Il te souviendra, Lucien l’âne mon ami, que nous avions laissé le prisonnier nouvellement transféré dans sa prison modèle, gastronomique et ennuyeuse.

Certes, Marco Valdo M.I. mon ami, il en vantait même les petites fraises parfumées et le poulet à la menthe. Je me souviens aussi et il me semble que ça contredit cette vision idyllique des lieux pénitentiaires romains que dans sa nouvelle résidence, le jour pénétrait à peine et qu’il lui était impossible de jouïr du paysage touristique qu’il espérait.

En effet, répond Marco Valdo M.I., comme on pouvait le pressentir l’auberge magnifique au pied du Janicule était une fantasmagorie ; c’était de la dérision à l’état pur. Cette fois-ci, la canzone s’intitule « Le Soleil ivre ».

Le soleil ivre ?, qu’est-ce encore (kesaco?) que ce titre pharaonique ?, dis-moi Marco Valdo M.I.

Tu as raison, Lucien l’âne mon ami, il pourrait faire penser à un pharaon qui aurait trop bu, ce joli titre, mais il n’en est rien. Si le soleil rouge de Levi est ivre, c’est que comme les oiseaux de la Brise marine, il est libre quand le prisonnier « a lu tous les livres » de la prison et ne peut même pas dessiner ou peindre. Regarde ce qu’écrivait Mallarmé :

« La chair est triste, hélas ! et j’ai lu tous les livres.
Fuir ! là-bas fuir ! Je sens que des oiseaux sont ivres
D’être parmi l’écume inconnue et les cieux ! »

C’est étonnant, dit Lucien l’âne, on pourrait croire que c’est ce que dit le prisonnier, mais peut-être, connaissait-il ce poème et le ressassait-il en silence.

Ainsi, mon ami l’âne Lucien, ce soleil ivre est un juste un souvenir fugace de ce qu’il a pu apercevoir en haut des hautes fenêtres du couloir quand on le ramenait à sa cellule au moment du coucher de soleil. Il revenait des interrogatoires qui se poursuivaient systématiquement – pour lui, depuis deux journées entières d’affilée ; mais il n’est pas seul à subir ces questions, on interroge également les autres membres du groupe de Turin.

• Tâche courte 1: Pouvez-vous donner toutes les lignes de la liste ci-dessous sous forme de liste JSON de chaînes, une chaîne par ligne, en omettant les lignes vides et les images ?

• Données fournies:

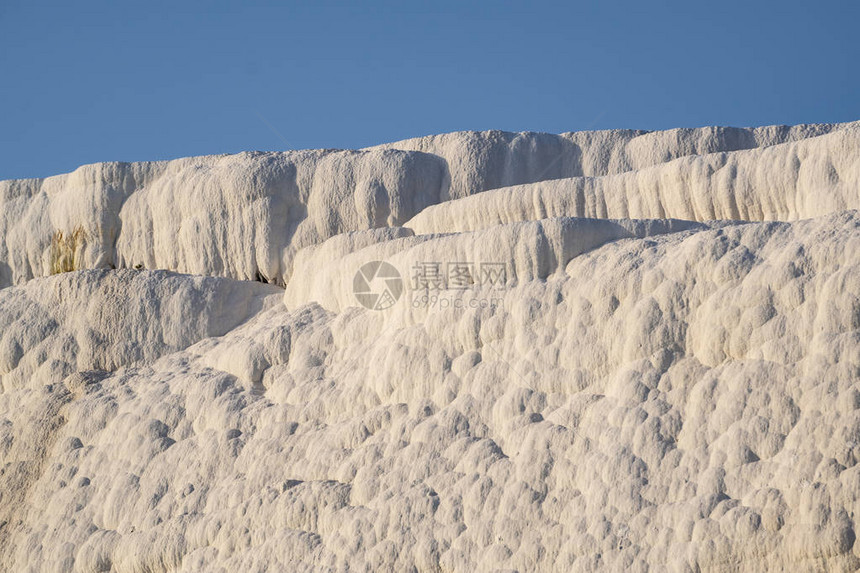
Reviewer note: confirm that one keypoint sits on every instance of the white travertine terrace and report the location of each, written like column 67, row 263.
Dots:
column 668, row 378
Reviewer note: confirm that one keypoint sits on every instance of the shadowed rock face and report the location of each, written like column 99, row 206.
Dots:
column 666, row 375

• Tâche courte 2: Pouvez-vous réécrire plus brièvement le paragraphe de l'extrait qui commence par « Ainsi, mon ami l’âne Lucien », en conservant ses faits principaux ?

• Réponse rédigée 1:
[
  "Reviewer note: confirm that one keypoint sits on every instance of the white travertine terrace and report the location of each, written like column 67, row 263.",
  "Dots:",
  "column 668, row 378",
  "Reviewer note: confirm that one keypoint sits on every instance of the shadowed rock face and report the location of each, written like column 99, row 206.",
  "Dots:",
  "column 666, row 375"
]

• Réponse rédigée 2: Le soleil ivre n'est qu'un souvenir fugace, aperçu par les hautes fenêtres du couloir quand on ramenait le prisonnier à sa cellule au coucher du soleil. Il revenait des interrogatoires, menés depuis deux journées entières d'affilée. Il n'est pas le seul interrogé : les autres membres du groupe de Turin le sont aussi.